Material shown:
--- Begin ---

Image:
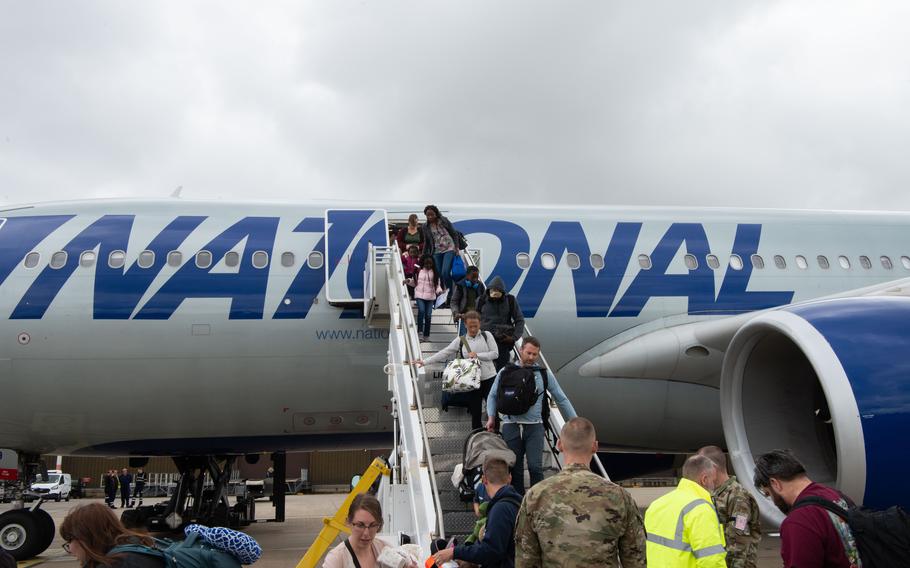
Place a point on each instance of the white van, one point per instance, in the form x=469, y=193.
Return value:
x=57, y=486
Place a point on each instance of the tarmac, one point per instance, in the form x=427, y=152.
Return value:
x=284, y=544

--- End ---

What you will do:
Can you put these items into a two-column CSV with the headers "text" and "answer", one row per item? Quote each field, turn any line breaks into spaces, and leave the pictures out.

Answer to the problem:
text,answer
"Image: Place a point on each instance of the white van, one point per instance, in the form x=469, y=193. Return value:","x=57, y=486"
"Place a point on each instance of the tarmac, one point per instance, in the form x=427, y=152. Return value:","x=284, y=544"